Passage à examiner ->
━━━━━━━━━━━━━━━━━━━━

Le roman choral est difficile. Difficile, lorsque trois personnages seulement, fussent-ils aussi extraordinaires et marginaux et démesurés dans leur renfermement souffrant que ceux-ci, s'alternent dans une mise en scène, de structure triptyque, typique du théâtre moderne (par opposition au théâtre classique) où la parole/conscience et non l'action fait avancer le récit. Difficile aussi, lorsque le poids de la souffrance est tellement palpable, à chaque phrase, que le recours salvateur aux artefacts des sens, la vue des couleurs pour l'enfant sauvage qui deviendra peintre, l'odorat pour le clown faisant son deuil par des symphonies de parfums, ne suffit pas à soustraire le lecteur d'une influence émotionnelle au premier degré par moments presque dévastatrice. Il s'agit d'un recours salvateur tout de même, car la peinture aura pour l'enfant sauvage exactement le même effet révélateur qu'une psychanalyse ; le regard porté par celui-là sur Mlle B., aussi blessant de réalisme soit-il, lui rendra pour la première fois une ombre d'humanité à elle ; les soins au parfum de chocolat chaud que Giacomo déverse sur l'enfant exorciseront sa propre angoisse du Sort en lui révélant qu'il s'agit de l'interruption - réversible - d'une transmission par la filiation, qui ne lui était pas échue par voie biologique...

━━━━━━━━━━━━━━━━━━━━

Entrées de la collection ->

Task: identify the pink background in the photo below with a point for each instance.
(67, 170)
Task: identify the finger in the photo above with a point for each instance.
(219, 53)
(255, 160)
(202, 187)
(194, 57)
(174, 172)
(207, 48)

━━━━━━━━━━━━━━━━━━━━

Pour chacune des affirmations suivantes sur le passage consacré au roman choral, répondez par oui ou par non et citez mot pour mot les termes du passage qui tranchent la question : (a) le clown fait son deuil grâce à l'odorat ; (b) dans cette mise en scène, c'est l'action qui fait avancer le récit ; (c) pour l'enfant sauvage, la peinture a le même effet révélateur qu'une psychanalyse. Les données constituent un matériau à part, indépendant du passage.

(a) Oui : « l'odorat pour le clown faisant son deuil par des symphonies de parfums ».
(b) Non : « où la parole/conscience et non l'action fait avancer le récit ».
(c) Oui : « la peinture aura pour l'enfant sauvage exactement le même effet révélateur qu'une psychanalyse ».